## Request 1
Copy the commentary on young adult fiction, starting at "The argument in" and ending at "such extreme measures.".

## Selected excerpt
----------

I'm sickened. This is not called gruesome and inventive. THIS IS CALLED REAL LIFE.

This next bit really stuck out for me, on the first read.
The argument in favor of such novels is that they validate the teen experience, giving voice to tortured adolescents who would otherwise be voiceless...Yet it is also possible—indeed, likely—that books focusing on pathologies help normalize them and, in the case of self-harm, may even spread their plausibility and likelihood to young people who might otherwise never have imagined such extreme measures. 
YA novels help teens identify with others like them. A teen who is happy but enjoys reading about girls who cut isn't going to start cutting. It doesn't normalize it. Self-harm was normal long before cutting became a popular subject in YA lit. Oh and trust me on one thing, Miss Gurdon: we're not spreading it to anyone who has never imagined it already. It's a fact of life. A sad fact of life, but a fact of life, and self-harm is nothing new for teenagers.

----------

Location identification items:
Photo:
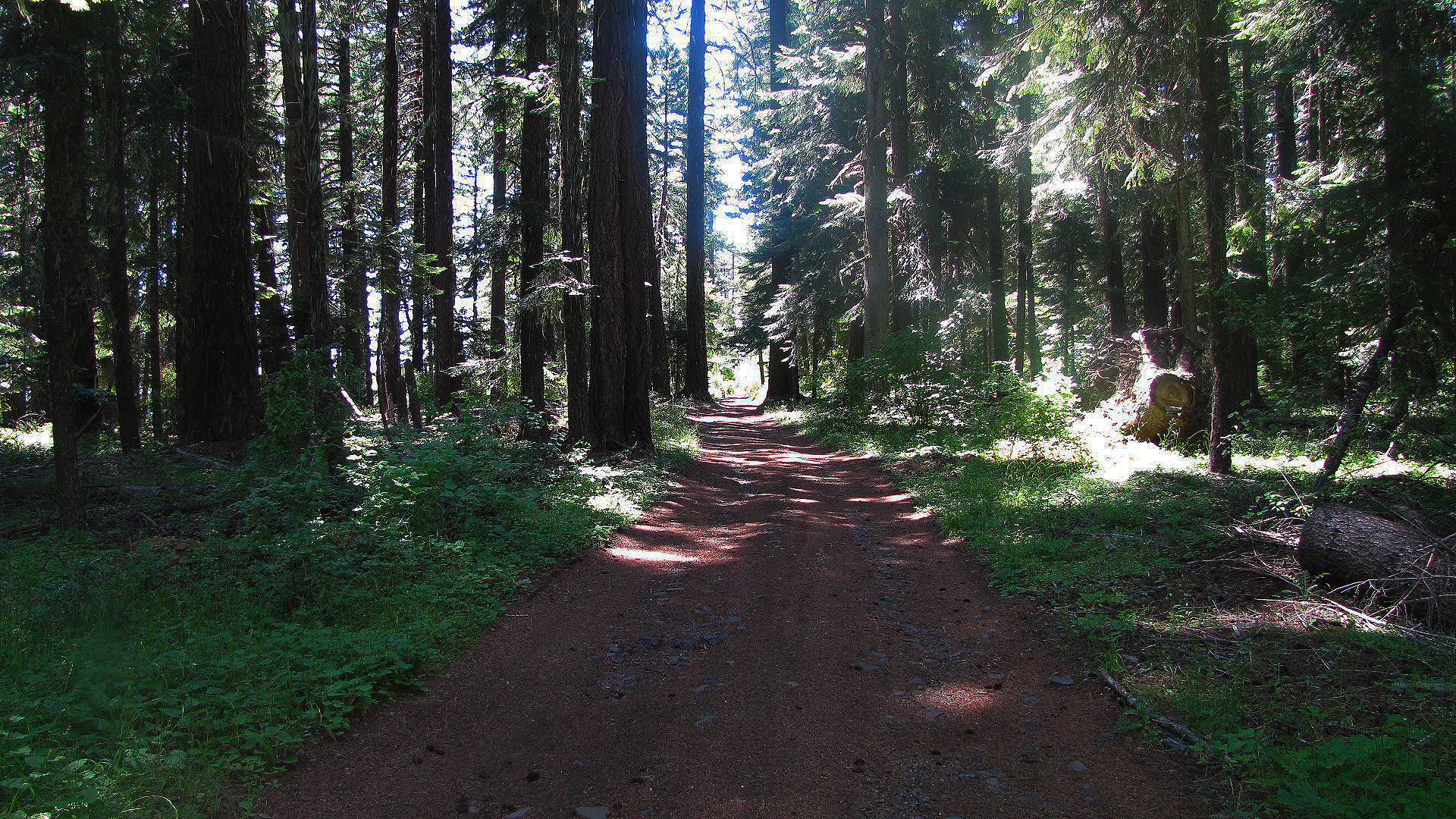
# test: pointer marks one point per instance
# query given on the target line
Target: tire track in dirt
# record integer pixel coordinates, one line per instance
(783, 635)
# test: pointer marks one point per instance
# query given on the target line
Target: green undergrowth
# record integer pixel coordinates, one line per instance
(1320, 719)
(169, 667)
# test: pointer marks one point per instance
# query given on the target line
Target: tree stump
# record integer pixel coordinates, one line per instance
(1149, 384)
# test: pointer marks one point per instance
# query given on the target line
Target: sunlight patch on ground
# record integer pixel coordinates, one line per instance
(956, 698)
(38, 438)
(615, 499)
(650, 556)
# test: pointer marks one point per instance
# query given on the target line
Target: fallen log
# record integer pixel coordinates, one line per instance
(1394, 564)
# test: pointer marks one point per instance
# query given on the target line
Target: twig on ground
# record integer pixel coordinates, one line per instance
(1183, 733)
(1367, 621)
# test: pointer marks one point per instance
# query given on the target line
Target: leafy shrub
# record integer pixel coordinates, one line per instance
(161, 679)
(925, 385)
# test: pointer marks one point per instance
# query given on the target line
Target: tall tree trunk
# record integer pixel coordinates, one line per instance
(303, 153)
(1187, 312)
(1153, 280)
(877, 210)
(1028, 346)
(1253, 193)
(1408, 251)
(153, 302)
(500, 183)
(64, 243)
(695, 232)
(273, 325)
(394, 400)
(118, 284)
(661, 356)
(419, 284)
(996, 251)
(353, 289)
(573, 299)
(447, 344)
(783, 373)
(218, 337)
(1028, 341)
(533, 206)
(620, 229)
(1229, 388)
(1112, 273)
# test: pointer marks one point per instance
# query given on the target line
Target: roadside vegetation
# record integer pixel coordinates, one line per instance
(1310, 703)
(228, 605)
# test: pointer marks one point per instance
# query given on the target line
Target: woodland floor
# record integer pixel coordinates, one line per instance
(783, 635)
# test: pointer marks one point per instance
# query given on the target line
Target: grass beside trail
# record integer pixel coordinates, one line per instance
(171, 664)
(1320, 717)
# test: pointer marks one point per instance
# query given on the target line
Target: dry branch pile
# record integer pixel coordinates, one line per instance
(1395, 566)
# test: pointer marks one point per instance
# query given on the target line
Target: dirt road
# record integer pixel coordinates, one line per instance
(783, 635)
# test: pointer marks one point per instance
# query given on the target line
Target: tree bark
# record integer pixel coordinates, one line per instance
(999, 349)
(1112, 271)
(620, 229)
(394, 400)
(783, 373)
(64, 243)
(273, 324)
(303, 152)
(1229, 387)
(218, 337)
(1153, 238)
(877, 212)
(533, 207)
(440, 203)
(1404, 243)
(695, 232)
(114, 205)
(574, 299)
(1028, 341)
(500, 183)
(153, 303)
(354, 287)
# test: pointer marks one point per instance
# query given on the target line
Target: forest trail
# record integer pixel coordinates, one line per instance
(783, 635)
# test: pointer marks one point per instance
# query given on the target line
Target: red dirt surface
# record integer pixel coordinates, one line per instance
(783, 635)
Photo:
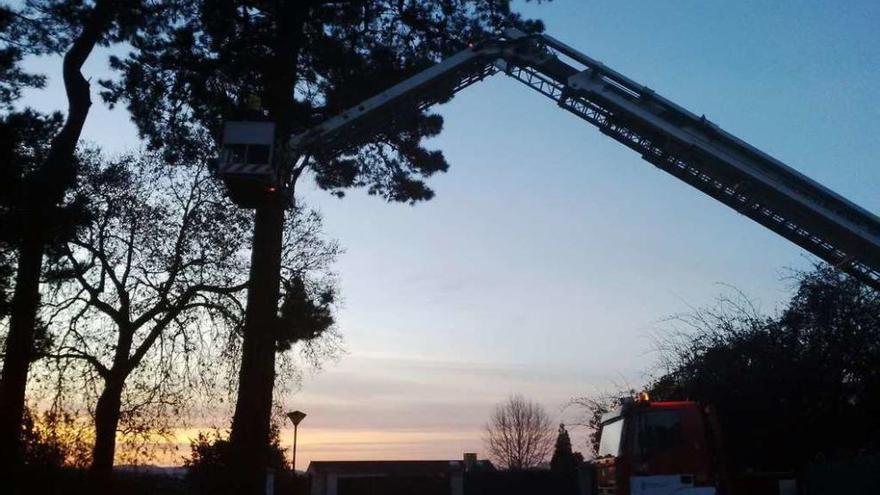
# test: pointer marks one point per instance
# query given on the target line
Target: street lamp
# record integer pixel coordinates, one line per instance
(295, 418)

----------

## Request 2
Report each line of the rows that contains the word "trail".

## Task result 1
The argument in favor of such novels is that they validate the teen experience, giving voice to tortured adolescents who would otherwise be voiceless...Yet it is also possible—indeed, likely—that books focusing on pathologies help normalize them and, in the case of self-harm, may even spread their plausibility and likelihood to young people who might otherwise never have imagined such extreme measures.

## Task result 2
Target: grass beside trail
Target: forest trail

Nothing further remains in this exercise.